• TASK INSTRUCTIONS
List every line in the rows below that contains the word "grass", copying each such line in full. Match the word with its case exactly.

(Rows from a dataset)

+ + +

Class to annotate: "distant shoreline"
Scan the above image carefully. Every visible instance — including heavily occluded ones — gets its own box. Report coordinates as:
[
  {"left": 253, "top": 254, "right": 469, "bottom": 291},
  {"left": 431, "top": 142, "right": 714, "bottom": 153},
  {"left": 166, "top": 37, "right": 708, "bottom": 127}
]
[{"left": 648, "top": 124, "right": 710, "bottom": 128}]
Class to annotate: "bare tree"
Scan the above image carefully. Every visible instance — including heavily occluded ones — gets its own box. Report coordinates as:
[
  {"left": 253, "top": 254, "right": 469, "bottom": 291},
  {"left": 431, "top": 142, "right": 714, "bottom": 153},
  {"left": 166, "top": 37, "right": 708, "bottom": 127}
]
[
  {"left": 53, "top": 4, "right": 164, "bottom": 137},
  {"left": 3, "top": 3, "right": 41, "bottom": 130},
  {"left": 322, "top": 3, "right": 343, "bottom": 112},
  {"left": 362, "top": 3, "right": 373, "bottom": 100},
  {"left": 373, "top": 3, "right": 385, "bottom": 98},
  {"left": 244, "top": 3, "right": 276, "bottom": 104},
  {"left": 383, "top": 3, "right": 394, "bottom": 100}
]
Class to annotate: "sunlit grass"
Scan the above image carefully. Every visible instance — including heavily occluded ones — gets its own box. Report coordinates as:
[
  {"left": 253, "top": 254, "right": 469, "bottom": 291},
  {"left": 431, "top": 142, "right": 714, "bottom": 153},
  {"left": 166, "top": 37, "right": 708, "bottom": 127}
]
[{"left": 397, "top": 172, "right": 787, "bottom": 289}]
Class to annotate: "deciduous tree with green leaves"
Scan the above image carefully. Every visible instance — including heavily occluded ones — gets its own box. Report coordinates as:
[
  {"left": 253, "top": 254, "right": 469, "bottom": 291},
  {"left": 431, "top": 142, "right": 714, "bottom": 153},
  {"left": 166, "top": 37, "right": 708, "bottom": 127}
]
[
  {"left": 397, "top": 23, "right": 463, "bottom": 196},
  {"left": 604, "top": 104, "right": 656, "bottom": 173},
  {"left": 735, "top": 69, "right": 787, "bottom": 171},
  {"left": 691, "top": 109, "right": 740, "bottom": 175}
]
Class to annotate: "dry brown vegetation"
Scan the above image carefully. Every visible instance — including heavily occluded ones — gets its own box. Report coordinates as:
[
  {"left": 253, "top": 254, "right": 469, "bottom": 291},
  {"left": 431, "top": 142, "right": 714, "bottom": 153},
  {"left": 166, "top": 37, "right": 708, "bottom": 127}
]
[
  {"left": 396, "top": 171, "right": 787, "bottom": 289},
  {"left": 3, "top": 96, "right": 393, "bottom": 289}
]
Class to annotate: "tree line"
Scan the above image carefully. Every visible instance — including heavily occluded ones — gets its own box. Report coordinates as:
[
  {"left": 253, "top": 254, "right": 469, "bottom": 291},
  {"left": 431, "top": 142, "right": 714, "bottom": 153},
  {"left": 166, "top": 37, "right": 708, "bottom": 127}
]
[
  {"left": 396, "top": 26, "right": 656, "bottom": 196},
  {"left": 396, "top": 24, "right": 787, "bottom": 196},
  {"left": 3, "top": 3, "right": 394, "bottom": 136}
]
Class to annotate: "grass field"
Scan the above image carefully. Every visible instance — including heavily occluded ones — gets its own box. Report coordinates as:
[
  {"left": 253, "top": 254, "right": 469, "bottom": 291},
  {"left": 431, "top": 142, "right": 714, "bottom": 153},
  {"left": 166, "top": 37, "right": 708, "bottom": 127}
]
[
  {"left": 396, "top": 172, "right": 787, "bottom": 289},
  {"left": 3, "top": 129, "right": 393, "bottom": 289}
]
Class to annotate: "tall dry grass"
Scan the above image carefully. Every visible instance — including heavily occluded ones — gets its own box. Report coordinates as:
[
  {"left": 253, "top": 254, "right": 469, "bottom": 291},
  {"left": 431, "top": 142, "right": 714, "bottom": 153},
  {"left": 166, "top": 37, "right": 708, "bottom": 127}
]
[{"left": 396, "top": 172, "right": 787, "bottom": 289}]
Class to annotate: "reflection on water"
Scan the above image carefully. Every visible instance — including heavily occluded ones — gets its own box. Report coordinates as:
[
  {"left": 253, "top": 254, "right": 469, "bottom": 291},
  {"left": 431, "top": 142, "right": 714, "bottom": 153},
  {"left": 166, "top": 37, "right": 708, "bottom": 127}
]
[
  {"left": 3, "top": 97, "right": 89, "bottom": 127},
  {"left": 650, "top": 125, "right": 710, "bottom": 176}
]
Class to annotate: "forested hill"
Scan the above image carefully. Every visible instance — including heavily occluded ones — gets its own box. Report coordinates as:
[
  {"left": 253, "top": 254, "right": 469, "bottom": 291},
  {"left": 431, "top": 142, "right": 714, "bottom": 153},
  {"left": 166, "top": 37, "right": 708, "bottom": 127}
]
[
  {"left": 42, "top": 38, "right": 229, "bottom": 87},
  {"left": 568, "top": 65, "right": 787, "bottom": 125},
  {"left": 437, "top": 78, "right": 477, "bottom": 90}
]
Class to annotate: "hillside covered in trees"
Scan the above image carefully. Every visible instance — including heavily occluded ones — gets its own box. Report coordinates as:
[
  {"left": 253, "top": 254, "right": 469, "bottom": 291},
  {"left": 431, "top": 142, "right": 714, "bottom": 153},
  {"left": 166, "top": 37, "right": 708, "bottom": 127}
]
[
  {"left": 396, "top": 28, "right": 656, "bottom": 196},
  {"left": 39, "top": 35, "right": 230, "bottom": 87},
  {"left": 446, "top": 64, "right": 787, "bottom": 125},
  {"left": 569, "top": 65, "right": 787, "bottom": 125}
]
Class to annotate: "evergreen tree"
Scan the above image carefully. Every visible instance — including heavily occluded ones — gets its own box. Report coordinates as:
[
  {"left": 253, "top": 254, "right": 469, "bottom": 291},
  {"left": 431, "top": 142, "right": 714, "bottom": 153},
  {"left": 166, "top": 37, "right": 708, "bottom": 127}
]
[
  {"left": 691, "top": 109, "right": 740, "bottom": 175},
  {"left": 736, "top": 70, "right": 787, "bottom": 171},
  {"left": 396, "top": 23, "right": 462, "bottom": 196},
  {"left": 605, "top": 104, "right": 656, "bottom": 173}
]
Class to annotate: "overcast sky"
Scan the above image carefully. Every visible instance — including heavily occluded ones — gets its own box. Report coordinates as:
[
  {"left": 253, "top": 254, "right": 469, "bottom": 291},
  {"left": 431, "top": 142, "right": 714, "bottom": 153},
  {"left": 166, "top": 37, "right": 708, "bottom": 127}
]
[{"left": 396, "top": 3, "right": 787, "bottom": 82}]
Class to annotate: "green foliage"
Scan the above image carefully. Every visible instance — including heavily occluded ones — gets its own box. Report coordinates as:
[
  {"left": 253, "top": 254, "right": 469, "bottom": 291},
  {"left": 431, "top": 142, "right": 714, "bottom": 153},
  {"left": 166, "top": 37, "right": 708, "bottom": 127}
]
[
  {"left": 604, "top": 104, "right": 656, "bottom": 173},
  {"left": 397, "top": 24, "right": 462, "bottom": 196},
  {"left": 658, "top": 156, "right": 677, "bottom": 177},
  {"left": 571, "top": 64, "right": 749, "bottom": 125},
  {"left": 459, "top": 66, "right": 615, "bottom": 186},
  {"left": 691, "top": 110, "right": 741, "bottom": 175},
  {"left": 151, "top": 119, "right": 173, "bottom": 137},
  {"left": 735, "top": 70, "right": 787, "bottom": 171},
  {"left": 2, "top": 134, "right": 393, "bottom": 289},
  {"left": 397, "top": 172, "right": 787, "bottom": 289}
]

+ + +

• CORRECT OUTPUT
Class to annotate: "sunlit grass"
Class to annotate: "grass field"
Class to annotate: "tall dry grass"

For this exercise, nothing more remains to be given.